§ **WRITTEN INSTRUCTION**: Convert the listing below into a Markdown table with the columns Row and Content, giving each non-blank line its own numbered row. Leave the pictures out.

§ **DATA SUPPLIED**:
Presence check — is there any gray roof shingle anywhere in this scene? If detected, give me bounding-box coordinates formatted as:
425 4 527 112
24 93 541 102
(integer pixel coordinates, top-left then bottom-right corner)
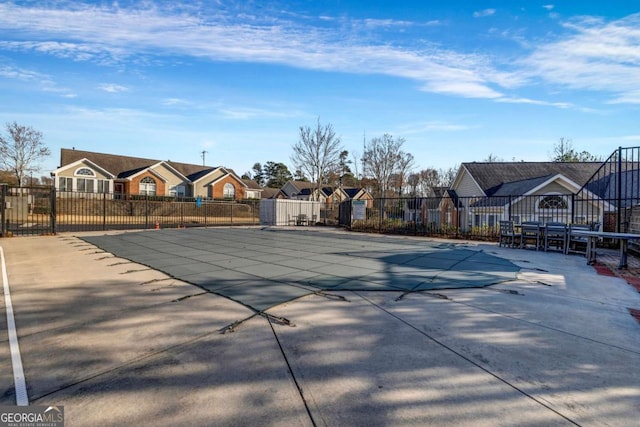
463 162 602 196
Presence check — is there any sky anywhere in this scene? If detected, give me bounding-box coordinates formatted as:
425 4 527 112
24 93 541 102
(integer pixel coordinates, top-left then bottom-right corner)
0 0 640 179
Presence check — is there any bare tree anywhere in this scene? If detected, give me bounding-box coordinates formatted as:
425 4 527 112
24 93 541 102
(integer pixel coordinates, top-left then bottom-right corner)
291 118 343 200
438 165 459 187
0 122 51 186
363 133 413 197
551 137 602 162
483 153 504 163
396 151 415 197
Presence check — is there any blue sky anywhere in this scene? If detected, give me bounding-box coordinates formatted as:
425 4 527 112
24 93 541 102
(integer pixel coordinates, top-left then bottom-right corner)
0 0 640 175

§ **FINISHED TASK**:
| Row | Content |
|---|---|
| 1 | Presence check — is there any gray roof shingle anywhere in this scene? If detected, give me bounding-box coordinates formatted as: |
| 2 | 425 4 527 112 |
| 3 | 24 93 541 102 |
| 4 | (integer pixel coordinates, top-left then bottom-right corner) |
| 5 | 463 162 602 196 |
| 6 | Presence check — is there any sky anywhere in this scene? If detected, give me bounding-box coordinates formatted as: |
| 7 | 425 4 527 112 |
| 8 | 24 93 541 102 |
| 9 | (integer pixel coordinates, top-left then bottom-right corner) |
| 10 | 0 0 640 179 |
| 11 | Presence check — is there any bare tree anywhere in this scene? If detected, give me bounding-box coordinates formatted as: |
| 12 | 425 4 527 112 |
| 13 | 24 93 541 102 |
| 14 | (integer pixel coordinates, top-left then bottom-right corner) |
| 15 | 291 118 343 200 |
| 16 | 438 165 459 187 |
| 17 | 0 122 51 186 |
| 18 | 363 133 413 197 |
| 19 | 551 137 602 162 |
| 20 | 483 153 504 163 |
| 21 | 396 151 415 197 |
| 22 | Presence check — is there any blue sky anywhere in this scene? If detected, give me bounding-box coordinates formatted as: |
| 23 | 425 4 527 112 |
| 24 | 24 93 541 102 |
| 25 | (integer pixel coordinates, top-left then bottom-right corner) |
| 26 | 0 0 640 175 |